Given exercise.
Which lines in the entries below contain the word "water"? Pull out each of those lines.

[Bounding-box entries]
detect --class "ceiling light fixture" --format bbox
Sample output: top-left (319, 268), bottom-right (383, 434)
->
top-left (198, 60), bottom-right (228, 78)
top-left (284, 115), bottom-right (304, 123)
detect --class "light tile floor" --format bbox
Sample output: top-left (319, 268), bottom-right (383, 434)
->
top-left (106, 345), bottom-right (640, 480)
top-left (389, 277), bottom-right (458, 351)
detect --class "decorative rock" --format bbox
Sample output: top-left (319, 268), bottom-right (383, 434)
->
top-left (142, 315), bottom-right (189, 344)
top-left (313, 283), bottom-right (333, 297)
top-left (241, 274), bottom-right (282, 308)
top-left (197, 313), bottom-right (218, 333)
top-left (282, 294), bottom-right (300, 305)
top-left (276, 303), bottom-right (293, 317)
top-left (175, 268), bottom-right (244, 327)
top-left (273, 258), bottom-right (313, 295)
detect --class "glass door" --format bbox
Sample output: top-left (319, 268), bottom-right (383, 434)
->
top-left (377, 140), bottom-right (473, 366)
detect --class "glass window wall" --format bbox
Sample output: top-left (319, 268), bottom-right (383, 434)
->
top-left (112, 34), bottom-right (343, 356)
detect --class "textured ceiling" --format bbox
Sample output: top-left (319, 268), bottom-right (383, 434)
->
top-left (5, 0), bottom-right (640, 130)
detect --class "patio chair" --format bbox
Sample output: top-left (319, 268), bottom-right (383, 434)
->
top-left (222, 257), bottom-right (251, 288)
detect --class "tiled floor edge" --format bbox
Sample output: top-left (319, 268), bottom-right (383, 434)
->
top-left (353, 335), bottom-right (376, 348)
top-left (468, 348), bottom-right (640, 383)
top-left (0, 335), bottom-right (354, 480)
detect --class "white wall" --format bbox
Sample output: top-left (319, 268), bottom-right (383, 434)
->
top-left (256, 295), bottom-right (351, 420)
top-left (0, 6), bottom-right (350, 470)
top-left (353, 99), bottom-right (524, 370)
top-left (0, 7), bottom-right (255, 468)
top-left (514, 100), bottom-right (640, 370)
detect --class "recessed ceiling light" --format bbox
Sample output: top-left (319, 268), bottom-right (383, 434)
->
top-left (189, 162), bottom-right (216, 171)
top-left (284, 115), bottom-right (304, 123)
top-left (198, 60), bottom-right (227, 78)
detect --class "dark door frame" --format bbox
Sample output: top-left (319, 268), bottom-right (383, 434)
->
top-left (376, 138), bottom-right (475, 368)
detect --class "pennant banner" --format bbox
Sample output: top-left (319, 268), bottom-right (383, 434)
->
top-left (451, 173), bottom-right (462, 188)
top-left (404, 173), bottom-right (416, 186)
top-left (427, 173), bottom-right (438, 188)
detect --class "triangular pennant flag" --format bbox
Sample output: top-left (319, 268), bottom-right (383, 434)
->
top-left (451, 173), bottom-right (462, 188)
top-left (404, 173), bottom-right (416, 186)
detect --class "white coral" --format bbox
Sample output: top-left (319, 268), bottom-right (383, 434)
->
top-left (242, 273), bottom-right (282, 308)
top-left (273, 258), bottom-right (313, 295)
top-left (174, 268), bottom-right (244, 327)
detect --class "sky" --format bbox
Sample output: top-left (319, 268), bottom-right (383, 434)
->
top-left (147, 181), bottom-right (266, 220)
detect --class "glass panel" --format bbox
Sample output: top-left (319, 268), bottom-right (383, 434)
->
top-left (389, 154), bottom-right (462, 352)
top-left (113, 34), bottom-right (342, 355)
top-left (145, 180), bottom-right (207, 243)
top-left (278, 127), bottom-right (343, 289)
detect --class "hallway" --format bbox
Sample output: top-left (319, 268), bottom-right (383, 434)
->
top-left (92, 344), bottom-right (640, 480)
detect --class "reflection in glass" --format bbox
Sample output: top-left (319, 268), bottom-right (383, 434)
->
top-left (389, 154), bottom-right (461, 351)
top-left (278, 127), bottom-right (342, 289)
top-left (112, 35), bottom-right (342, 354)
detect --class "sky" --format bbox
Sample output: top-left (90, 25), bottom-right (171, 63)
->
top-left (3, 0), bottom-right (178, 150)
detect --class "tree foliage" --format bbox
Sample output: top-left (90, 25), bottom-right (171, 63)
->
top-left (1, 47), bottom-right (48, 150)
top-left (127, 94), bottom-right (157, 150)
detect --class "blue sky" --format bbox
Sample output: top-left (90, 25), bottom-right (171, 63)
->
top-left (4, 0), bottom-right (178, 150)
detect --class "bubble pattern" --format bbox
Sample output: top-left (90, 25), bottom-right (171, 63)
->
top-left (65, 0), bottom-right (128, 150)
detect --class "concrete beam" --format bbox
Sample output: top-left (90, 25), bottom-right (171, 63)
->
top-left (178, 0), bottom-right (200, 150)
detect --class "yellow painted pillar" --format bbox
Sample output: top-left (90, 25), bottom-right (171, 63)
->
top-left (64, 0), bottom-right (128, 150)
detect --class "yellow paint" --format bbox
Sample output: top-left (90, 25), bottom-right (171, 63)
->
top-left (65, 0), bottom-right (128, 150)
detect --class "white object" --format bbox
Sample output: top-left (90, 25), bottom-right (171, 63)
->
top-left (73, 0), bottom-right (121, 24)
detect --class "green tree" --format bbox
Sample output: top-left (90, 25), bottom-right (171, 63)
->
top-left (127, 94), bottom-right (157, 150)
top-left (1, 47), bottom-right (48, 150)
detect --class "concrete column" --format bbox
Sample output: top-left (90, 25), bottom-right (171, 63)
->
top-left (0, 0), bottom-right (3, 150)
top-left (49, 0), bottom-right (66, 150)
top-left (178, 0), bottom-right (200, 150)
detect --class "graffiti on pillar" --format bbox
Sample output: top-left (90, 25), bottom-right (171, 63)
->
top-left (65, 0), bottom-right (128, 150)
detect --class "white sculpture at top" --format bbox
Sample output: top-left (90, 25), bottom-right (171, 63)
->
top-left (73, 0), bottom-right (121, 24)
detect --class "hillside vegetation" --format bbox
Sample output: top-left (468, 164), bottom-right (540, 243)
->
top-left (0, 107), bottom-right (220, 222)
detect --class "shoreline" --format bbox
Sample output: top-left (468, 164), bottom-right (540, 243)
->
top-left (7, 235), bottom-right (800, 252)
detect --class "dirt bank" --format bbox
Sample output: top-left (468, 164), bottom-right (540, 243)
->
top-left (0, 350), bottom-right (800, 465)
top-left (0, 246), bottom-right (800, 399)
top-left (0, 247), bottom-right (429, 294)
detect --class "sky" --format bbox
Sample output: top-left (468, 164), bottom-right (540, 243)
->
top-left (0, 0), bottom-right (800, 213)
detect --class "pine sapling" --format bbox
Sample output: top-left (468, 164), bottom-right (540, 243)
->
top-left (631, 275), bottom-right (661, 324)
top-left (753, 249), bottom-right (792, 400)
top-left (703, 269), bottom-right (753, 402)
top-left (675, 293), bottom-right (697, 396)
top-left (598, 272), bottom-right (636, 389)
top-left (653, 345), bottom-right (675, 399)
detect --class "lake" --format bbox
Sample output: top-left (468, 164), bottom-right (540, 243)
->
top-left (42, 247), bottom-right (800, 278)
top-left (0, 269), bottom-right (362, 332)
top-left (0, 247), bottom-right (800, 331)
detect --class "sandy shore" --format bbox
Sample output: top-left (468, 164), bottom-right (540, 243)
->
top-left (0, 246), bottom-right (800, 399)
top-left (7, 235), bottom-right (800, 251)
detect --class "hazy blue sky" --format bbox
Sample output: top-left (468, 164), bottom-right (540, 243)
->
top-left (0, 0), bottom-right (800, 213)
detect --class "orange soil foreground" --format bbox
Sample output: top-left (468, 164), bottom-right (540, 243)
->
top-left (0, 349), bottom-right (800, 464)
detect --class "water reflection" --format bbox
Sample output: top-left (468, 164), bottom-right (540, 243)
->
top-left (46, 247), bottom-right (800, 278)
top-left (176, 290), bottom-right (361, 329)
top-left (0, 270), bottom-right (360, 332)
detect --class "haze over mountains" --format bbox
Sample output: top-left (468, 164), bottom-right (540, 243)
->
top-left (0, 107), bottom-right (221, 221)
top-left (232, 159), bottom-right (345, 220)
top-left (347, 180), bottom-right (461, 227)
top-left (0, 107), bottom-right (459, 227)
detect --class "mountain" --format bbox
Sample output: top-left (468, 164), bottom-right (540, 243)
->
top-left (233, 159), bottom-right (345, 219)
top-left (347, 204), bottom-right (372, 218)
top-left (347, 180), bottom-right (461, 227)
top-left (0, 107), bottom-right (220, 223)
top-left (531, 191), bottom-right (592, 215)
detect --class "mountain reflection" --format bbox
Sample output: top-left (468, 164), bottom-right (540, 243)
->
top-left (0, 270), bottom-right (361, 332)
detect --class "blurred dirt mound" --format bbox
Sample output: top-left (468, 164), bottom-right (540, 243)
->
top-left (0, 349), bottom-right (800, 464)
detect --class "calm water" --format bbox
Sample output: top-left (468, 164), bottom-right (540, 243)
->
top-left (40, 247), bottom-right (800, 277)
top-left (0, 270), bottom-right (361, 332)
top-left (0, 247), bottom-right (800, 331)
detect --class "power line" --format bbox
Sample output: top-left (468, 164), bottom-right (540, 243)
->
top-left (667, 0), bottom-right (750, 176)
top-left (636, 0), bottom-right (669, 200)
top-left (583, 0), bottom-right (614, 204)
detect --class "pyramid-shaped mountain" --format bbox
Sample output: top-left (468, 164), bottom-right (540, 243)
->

Finished answer.
detect --class "water reflection" --format bbox
detect --class "calm water" --format bbox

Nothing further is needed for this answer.